24 March 1999: See report on Day 2: http://jya.com/aes2-day2.htm

23 March 1999


To: cryptography@C2.net
From: Vin McLellan <vin@shore.net>
Subject: Georgoudis on AES2, Day 1, Rome (FW)
Cc: cypherpunks@algebra.com
Date: Tue, 23 Mar 1999 03:56:53 -0500

        This is an intriguing first-person account of the first day of AES2,
the Rome Conference on the candidates to replace DES as the Advance
Encryption Algorithm (AES)that was posted to sci.crypt by Dianelos
Georgoudis, one of the designers of FROG, one of the AES prospects. Full of
interesting information and thought-provoking asides.  The NIST website
offers most of the (often fascinating!) AES2 papers at:
<http://csrc.ncsl.nist.gov/encryption/aes/round1/conf2/aes2conf.htm>.

      _Vin

PS. Unfortunately, there doesn't seem to be any further info about Ron
Rivest's RC6(a) cipher on NIST's AES2 website. According to Geogoudis,
RC6(a) is apparently a variation on his RC6 block cipher, another AES
candidate, that Rivest presented at the AES2 Conference.  RC6(a) uses a
different key scheduler that requires only 25 bytes of RAM, but it is also
reported to be twice as fast as RC6 in assembler, and five times as fast in
C. There's nothing about RC6(a) on Rivest's home page at MIT or on the RSA
website. 

  
-------------------------------------------------

Subject:  Live from the Second AES Conference
Date:  Tue, 23 Mar 1999 01:19:57 GMT
From: dianelos@tecapro.com
Organization: Deja News - The Leader in Internet Discussion
Newsgroups:sci.crypt

    Here is my report on the first day of the AES2 in Rome. Lots of
    participants, 180+ people from (according to NIST) 23 countries.
    About half the speakers today were not native English speakers, so
    this is indeed an international process. 28 papers were submitted
    (all are at NIST's site: aes.nist.gov) and 21 will be presented
    here.

# # # #

OBJECTIVE A: Gather each row below that contains the string "stripe", matching case exactly.

# # # #

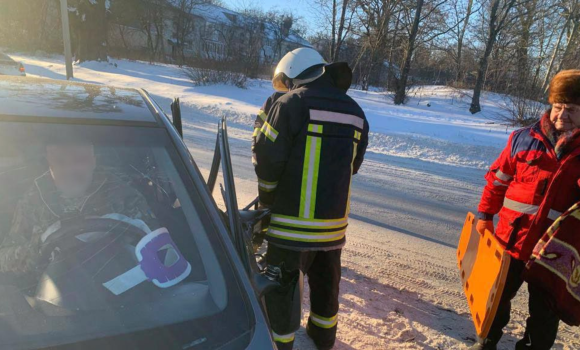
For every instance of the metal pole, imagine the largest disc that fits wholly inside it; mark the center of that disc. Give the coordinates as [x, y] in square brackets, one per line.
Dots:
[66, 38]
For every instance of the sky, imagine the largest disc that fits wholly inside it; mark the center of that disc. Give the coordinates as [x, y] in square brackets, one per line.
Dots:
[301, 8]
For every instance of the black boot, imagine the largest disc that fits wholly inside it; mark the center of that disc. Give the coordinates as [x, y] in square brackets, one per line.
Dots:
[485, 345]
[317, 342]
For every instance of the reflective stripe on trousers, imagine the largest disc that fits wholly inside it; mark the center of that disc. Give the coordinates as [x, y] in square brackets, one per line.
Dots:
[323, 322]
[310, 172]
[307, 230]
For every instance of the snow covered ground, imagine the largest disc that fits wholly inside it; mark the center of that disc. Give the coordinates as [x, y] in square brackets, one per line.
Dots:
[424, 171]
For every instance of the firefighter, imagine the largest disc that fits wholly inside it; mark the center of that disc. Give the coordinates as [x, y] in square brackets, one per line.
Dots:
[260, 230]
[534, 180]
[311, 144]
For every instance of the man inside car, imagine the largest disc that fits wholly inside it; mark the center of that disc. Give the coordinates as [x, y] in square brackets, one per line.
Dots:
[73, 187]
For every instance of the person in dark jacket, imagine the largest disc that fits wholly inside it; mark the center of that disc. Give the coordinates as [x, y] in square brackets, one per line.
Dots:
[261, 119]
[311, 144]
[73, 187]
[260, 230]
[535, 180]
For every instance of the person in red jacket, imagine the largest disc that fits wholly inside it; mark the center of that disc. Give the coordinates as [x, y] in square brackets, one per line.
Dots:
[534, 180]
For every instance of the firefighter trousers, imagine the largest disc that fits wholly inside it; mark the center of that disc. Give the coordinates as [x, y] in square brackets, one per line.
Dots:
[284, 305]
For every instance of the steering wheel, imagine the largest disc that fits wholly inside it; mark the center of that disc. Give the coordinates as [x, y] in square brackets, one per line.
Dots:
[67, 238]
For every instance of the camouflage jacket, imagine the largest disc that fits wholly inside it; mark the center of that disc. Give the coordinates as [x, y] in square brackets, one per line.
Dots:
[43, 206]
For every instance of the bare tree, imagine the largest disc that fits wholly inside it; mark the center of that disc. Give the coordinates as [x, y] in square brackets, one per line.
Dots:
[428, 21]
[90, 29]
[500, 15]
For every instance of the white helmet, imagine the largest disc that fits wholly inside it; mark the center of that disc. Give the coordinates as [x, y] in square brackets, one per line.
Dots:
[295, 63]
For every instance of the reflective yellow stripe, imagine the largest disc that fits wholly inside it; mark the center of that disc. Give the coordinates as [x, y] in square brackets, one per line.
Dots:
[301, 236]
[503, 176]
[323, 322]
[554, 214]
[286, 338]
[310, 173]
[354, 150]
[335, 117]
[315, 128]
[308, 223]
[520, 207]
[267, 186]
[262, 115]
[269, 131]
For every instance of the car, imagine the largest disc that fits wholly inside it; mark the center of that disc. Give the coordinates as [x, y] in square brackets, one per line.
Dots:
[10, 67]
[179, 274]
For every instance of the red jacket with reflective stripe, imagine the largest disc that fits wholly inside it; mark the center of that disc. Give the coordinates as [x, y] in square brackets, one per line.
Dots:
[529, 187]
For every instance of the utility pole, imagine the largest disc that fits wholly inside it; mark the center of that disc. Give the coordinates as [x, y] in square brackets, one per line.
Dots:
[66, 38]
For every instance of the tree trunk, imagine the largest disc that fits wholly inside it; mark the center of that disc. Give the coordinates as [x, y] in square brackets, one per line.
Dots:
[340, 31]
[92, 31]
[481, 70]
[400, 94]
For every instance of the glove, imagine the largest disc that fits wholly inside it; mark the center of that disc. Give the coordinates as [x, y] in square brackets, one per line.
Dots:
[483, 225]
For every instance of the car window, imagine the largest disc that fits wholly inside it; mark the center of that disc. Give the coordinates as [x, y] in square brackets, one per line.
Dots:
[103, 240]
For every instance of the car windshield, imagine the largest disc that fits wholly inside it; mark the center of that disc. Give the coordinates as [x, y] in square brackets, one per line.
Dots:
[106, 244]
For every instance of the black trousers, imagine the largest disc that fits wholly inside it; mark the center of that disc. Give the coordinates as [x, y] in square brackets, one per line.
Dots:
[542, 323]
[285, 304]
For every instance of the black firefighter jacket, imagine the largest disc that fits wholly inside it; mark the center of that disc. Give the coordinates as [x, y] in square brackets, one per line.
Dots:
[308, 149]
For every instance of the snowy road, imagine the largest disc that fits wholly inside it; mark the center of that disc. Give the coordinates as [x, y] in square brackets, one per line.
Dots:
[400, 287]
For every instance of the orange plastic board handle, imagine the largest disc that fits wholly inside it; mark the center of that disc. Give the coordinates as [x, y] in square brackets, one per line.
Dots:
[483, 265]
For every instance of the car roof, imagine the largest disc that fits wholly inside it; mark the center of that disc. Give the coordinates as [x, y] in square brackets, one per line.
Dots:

# # # #

OBJECTIVE B: Extend the account of the first day of the AES2 conference, picking up after its last sentence.

REPLY A:
For every instance of the reflective stripe on trousers, imagine the largest disc that fits wholly inside it; mark the center of that disc. Give the coordinates as [x, y] in square brackets, one per line.
For every instance of the reflective yellow stripe, imagine the largest disc that fits wholly inside it; mark the center of that disc. Give the coordinates as [x, y] in square brackets, one per line.
For every instance of the red jacket with reflective stripe, imagine the largest disc that fits wholly inside it; mark the center of that disc. Give the coordinates as [x, y] in square brackets, one per line.

REPLY B:
    First some general observations about today: A very full schedule
    with 13 presentations and a rump session with another 15 or so
    short themes, that was finally concluded at 9pm. Many surprises
    and, frankly, some confusion right now. Almost all candidates
    ciphers were stained one way or the other - and a surprising
    strong showing of Rijndael (in the negative sense that very little
    negative was said against it). Certainly many of the speakers were
    frankly biased, but this is normal in a competition. Please keep
    in mind that I am biased too. Here I express what I understood
    from the proceedings as well as my personal opinions, both of
    which may not be correct. Also, sometimes I only mention
    approximate numbers. If you are really interested, read the papers
    on NIST's site.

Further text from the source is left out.